__Task goal__: The answer is to contain only the line containing "is the open" and the lines after it through the last one, each reproduced exactly as it appears below.
::: Material provided :::
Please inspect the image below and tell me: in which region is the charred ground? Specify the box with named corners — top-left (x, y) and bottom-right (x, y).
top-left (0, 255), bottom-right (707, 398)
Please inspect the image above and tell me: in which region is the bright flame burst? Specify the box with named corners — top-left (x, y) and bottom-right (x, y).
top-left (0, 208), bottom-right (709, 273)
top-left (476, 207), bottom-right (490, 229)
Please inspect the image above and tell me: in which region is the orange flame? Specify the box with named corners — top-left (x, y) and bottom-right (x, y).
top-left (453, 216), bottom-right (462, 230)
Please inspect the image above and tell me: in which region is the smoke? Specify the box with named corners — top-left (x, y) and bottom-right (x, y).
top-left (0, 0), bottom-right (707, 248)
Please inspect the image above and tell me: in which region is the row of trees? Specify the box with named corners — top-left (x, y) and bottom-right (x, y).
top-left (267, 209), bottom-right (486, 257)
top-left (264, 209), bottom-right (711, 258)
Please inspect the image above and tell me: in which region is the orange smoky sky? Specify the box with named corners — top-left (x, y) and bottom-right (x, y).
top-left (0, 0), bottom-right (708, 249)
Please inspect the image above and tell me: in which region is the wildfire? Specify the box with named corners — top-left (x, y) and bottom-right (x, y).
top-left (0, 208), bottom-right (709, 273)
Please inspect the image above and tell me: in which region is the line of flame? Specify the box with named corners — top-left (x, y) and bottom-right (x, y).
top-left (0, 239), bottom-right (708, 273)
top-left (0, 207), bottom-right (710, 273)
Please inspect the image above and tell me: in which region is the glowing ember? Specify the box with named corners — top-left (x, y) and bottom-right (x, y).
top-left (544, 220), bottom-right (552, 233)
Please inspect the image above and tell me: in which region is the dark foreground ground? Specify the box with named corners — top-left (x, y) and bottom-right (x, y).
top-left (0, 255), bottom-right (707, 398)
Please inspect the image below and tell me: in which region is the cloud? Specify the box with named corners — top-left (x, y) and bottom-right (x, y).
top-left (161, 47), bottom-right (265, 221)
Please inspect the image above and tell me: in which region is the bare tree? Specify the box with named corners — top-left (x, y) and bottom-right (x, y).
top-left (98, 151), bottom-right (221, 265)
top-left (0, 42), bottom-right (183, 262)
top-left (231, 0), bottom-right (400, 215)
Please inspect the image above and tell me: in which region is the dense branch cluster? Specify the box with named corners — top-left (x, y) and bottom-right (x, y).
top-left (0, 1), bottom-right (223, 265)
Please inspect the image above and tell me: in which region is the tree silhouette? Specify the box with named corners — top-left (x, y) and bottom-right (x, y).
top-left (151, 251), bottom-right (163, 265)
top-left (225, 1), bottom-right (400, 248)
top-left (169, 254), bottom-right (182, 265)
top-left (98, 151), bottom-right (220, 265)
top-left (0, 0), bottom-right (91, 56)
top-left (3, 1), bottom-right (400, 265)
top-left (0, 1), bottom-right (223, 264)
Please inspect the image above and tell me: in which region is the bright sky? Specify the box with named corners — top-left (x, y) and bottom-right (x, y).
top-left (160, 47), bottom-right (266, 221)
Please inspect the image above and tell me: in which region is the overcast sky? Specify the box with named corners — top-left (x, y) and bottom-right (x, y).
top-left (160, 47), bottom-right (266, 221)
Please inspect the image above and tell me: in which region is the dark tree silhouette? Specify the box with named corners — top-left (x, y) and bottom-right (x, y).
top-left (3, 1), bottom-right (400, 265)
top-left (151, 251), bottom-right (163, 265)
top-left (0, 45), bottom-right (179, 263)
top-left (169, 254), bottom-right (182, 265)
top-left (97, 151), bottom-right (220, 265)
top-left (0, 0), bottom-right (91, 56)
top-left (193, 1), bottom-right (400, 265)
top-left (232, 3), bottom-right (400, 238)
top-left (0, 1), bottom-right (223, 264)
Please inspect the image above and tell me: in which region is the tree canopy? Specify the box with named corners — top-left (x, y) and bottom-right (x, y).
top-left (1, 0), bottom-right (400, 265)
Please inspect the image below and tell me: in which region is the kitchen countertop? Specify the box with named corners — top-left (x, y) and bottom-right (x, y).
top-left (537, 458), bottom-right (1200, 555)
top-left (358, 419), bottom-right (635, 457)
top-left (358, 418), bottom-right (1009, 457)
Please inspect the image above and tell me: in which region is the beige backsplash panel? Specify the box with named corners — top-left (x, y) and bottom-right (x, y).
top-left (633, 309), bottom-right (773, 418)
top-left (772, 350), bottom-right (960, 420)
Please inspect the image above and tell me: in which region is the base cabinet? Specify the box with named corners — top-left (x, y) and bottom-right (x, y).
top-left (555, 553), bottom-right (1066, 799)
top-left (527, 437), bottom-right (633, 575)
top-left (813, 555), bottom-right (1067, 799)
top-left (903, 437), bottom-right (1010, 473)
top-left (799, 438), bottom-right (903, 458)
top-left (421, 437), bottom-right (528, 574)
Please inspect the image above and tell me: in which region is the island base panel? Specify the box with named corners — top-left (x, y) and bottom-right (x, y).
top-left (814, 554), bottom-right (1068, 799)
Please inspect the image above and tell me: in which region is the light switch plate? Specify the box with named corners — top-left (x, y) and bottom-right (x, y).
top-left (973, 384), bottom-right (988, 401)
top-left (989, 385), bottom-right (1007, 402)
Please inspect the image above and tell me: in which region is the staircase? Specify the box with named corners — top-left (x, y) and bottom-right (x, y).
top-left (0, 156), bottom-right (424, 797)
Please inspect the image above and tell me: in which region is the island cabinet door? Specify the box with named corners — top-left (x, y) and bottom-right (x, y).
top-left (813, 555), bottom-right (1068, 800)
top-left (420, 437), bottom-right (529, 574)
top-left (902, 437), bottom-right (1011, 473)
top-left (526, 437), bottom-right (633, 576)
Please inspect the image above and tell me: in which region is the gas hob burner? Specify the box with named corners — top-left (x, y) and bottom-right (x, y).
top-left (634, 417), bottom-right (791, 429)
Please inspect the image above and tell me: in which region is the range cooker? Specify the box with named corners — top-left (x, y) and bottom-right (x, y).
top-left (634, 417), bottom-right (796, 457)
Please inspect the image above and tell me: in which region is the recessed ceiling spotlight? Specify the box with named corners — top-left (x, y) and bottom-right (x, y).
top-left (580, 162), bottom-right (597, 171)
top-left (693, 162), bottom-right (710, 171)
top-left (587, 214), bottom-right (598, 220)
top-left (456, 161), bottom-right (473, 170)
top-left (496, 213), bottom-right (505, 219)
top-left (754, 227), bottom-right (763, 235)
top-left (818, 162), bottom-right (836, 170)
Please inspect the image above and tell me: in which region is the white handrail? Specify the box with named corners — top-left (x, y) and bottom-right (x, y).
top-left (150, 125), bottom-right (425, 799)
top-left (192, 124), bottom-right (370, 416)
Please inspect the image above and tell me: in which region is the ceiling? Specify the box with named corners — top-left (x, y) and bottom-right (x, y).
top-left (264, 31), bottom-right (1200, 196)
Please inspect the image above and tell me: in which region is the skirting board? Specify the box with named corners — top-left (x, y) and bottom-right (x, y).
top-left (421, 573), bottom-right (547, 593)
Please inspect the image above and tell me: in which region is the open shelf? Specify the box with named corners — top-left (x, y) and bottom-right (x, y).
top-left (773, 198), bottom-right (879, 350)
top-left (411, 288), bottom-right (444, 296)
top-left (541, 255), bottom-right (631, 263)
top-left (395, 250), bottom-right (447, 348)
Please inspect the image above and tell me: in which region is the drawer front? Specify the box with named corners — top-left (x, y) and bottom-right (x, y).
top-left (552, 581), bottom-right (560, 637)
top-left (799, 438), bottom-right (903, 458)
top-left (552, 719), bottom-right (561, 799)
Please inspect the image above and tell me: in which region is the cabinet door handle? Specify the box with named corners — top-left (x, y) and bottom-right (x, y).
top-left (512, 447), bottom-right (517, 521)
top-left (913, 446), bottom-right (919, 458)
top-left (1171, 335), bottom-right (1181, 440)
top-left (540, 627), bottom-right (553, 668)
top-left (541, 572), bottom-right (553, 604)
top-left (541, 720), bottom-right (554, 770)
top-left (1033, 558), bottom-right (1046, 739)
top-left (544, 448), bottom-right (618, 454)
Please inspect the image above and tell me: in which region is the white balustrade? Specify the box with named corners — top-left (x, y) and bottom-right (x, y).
:::
__Output below__:
Please inspect the image above and tell me: in which region is the open shelf? Specify the box with named corners — top-left (x, y) and bottom-right (x, y).
top-left (773, 198), bottom-right (879, 350)
top-left (411, 288), bottom-right (444, 296)
top-left (541, 255), bottom-right (631, 263)
top-left (395, 250), bottom-right (447, 348)
Please inspect the image above and tell me: in which region is the drawer front? Specify the box with named corners — top-left (x, y) and bottom-right (x, y).
top-left (552, 581), bottom-right (560, 637)
top-left (799, 438), bottom-right (903, 458)
top-left (552, 719), bottom-right (561, 799)
Please inspect the image above and tell me: in which region is the cabinet door handle? Specify the box with named corners — top-left (x, y) and bottom-right (x, y).
top-left (512, 447), bottom-right (517, 521)
top-left (913, 446), bottom-right (919, 458)
top-left (1171, 335), bottom-right (1181, 440)
top-left (540, 627), bottom-right (553, 668)
top-left (541, 572), bottom-right (553, 604)
top-left (541, 720), bottom-right (554, 770)
top-left (1033, 558), bottom-right (1046, 739)
top-left (544, 448), bottom-right (618, 454)
Please inspect the image above and tell me: in which region is the white balustrade? Specify the box with named corners — top-left (x, y) and bottom-right (x, y).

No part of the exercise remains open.